Data to use START
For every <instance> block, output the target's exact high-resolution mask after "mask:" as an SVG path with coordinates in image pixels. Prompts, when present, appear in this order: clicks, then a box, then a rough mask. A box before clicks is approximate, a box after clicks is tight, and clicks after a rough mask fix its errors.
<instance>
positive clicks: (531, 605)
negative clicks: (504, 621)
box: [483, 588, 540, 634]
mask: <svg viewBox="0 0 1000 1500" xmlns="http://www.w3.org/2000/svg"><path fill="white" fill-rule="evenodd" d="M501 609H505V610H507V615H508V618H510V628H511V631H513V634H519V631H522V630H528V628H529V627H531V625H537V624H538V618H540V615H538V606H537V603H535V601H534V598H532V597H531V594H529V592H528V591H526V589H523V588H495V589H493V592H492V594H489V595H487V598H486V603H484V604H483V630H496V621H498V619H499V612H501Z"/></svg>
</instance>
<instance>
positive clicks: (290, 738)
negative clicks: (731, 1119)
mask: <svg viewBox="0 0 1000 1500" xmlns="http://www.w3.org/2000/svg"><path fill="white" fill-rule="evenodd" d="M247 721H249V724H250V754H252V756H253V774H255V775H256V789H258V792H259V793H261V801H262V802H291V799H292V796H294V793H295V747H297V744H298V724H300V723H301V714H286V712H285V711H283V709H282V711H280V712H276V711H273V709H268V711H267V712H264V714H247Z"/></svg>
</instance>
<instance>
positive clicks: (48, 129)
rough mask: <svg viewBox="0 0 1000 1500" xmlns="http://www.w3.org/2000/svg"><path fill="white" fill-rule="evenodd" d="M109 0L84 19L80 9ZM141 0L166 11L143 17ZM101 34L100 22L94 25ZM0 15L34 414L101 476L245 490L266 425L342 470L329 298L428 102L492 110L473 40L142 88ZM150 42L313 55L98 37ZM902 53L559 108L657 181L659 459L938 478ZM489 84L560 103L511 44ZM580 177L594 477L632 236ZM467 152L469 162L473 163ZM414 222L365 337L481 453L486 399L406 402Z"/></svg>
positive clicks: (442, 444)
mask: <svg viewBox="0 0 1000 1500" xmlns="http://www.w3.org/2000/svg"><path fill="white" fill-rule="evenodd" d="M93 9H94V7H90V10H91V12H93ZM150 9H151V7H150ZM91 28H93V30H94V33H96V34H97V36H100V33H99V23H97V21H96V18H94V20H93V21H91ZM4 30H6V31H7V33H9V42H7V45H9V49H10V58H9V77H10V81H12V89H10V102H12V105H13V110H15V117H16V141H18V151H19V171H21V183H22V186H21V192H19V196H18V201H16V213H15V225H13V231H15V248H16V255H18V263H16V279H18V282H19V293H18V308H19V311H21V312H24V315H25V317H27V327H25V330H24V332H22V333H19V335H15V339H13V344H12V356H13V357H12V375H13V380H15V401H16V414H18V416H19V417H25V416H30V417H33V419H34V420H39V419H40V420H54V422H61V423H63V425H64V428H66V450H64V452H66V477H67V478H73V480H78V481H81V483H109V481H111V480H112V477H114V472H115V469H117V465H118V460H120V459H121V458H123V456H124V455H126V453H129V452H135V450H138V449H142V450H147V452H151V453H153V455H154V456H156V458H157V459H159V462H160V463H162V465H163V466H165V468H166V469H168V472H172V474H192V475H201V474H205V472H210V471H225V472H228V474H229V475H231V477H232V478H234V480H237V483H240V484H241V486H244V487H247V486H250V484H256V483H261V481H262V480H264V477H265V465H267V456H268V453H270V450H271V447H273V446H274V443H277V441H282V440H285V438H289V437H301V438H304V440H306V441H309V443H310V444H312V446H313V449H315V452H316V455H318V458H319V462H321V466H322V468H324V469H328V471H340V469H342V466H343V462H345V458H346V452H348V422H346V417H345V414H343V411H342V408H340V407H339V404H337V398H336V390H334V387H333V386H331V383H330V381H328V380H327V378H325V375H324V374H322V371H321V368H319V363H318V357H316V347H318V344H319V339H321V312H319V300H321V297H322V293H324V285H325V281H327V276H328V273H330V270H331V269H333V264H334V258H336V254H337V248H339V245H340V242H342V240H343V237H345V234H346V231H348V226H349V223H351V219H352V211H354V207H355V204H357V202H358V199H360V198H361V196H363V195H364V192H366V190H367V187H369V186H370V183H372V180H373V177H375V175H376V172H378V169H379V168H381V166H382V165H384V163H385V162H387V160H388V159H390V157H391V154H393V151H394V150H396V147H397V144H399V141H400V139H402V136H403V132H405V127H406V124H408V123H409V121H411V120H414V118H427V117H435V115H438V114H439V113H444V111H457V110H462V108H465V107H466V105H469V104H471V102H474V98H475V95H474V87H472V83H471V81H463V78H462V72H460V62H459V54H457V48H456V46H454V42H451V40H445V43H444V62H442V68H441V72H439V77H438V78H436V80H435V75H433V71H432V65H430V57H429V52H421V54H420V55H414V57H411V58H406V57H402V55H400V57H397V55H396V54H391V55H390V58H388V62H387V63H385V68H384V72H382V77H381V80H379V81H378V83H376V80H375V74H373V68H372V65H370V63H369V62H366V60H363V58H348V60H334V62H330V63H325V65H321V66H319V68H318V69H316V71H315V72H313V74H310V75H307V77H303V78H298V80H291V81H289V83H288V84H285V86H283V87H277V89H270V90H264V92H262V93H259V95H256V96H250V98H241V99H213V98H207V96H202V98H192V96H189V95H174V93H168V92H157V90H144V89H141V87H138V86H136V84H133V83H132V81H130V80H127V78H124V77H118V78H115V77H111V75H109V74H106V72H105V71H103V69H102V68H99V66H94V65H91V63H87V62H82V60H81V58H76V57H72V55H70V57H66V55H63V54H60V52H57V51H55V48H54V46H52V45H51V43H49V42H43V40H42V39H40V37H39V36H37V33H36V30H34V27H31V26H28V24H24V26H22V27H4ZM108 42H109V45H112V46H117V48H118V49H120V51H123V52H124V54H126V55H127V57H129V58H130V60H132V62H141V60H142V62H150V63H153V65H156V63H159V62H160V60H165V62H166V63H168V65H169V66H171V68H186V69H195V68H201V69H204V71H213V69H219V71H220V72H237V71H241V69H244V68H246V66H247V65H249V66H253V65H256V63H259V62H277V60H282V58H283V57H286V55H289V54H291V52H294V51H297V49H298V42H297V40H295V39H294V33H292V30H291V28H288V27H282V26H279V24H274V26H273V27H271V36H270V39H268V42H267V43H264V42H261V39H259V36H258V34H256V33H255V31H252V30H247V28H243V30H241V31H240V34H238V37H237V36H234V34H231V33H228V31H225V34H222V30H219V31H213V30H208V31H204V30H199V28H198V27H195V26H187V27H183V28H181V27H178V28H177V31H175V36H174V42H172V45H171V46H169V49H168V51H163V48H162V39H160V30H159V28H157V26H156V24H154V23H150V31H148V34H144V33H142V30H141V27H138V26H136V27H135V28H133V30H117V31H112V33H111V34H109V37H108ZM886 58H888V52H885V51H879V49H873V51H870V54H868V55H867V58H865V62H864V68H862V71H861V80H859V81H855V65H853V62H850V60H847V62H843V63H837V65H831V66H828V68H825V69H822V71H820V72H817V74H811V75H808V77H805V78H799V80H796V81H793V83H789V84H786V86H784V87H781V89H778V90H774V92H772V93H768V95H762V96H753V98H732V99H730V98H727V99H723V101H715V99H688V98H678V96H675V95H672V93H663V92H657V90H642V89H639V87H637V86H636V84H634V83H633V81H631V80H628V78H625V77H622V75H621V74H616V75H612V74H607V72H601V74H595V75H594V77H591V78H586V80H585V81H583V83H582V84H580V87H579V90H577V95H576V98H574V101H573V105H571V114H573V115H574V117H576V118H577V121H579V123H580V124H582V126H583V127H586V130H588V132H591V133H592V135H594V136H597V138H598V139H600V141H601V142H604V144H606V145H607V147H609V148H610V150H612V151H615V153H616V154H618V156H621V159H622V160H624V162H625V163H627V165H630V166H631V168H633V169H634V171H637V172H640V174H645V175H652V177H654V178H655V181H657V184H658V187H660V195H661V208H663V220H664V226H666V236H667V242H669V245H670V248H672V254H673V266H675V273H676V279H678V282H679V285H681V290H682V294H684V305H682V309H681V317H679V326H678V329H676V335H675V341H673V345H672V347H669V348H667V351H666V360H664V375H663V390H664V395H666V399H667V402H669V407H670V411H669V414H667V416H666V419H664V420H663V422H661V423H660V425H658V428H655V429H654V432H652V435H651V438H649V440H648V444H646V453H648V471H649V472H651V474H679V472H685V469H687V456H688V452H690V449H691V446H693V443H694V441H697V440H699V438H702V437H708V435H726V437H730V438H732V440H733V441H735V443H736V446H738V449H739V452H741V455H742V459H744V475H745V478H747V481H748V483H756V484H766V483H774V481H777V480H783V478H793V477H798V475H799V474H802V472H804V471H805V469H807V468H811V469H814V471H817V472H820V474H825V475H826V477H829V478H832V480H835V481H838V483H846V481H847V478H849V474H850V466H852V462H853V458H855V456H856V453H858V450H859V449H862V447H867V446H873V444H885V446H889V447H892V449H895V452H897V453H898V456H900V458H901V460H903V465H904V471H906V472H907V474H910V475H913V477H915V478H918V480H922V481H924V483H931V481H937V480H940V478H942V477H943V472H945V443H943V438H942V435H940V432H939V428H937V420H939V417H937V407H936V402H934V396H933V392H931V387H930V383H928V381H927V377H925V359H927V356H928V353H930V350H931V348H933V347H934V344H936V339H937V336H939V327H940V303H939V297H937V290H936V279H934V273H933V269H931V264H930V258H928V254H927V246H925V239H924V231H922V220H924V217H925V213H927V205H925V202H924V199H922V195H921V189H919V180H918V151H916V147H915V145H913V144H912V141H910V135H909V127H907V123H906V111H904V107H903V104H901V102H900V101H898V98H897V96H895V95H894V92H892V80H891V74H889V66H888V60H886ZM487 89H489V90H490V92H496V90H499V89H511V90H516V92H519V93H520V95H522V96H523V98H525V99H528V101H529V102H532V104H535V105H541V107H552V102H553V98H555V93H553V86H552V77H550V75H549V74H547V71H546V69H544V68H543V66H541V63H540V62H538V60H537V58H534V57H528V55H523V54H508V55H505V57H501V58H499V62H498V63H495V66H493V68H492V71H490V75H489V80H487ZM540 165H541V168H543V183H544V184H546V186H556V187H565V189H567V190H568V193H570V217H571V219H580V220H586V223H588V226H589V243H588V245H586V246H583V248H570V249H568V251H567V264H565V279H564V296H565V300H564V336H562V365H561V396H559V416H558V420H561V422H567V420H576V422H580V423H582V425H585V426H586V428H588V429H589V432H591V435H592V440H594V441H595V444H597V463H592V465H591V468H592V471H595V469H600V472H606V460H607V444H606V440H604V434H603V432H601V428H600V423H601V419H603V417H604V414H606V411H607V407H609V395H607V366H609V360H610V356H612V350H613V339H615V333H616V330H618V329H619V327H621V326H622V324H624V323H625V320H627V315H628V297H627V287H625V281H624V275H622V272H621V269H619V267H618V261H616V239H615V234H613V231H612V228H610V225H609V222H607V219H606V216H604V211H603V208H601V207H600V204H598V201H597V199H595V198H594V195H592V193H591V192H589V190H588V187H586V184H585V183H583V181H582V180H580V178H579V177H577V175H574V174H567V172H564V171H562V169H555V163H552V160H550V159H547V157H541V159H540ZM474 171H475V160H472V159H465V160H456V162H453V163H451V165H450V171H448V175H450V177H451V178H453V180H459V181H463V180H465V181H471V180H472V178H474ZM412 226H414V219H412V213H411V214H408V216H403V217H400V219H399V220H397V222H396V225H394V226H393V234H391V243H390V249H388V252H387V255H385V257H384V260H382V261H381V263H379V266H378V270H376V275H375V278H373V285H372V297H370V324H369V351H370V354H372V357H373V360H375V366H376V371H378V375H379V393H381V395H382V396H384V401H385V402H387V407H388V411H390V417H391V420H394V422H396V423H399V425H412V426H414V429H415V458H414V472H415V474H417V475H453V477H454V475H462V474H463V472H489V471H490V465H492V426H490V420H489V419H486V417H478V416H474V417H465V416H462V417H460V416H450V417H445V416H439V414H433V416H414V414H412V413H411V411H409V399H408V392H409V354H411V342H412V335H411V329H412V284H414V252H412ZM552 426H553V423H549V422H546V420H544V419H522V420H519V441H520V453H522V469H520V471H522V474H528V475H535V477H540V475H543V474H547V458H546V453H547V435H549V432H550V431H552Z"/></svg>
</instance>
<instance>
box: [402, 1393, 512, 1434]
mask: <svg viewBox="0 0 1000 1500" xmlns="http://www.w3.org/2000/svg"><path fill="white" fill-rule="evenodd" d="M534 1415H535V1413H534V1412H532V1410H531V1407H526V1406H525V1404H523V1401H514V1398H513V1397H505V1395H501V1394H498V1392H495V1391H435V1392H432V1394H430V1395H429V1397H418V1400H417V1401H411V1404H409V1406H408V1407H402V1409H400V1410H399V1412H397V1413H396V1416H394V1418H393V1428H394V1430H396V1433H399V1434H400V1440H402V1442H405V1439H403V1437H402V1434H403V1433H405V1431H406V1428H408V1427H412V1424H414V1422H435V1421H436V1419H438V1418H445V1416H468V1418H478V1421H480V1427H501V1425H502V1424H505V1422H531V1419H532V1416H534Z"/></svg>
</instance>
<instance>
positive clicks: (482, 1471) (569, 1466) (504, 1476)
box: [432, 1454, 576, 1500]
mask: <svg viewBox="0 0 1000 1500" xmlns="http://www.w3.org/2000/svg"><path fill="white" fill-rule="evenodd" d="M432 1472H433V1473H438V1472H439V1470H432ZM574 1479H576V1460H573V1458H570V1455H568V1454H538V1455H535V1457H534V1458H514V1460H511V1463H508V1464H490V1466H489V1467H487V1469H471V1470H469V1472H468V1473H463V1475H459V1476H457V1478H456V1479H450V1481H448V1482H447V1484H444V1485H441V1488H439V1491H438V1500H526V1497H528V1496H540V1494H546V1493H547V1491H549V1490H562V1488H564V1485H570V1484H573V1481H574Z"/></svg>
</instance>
Data to use END
*Action item:* Please return the lines above exactly, from the first one down to the line with "negative clicks: (504, 621)", and stop after that line.

*Exercise response:*
For every <instance> block, output the target's exact high-resolution mask after "mask:" as an SVG path with coordinates in image pixels. Prompts, when present, appear in this order: clicks, then a box, then a rough mask. A box before clicks is approximate, a box after clicks is tight, and clicks after a rough mask fix its errors.
<instance>
positive clicks: (531, 605)
negative clicks: (504, 621)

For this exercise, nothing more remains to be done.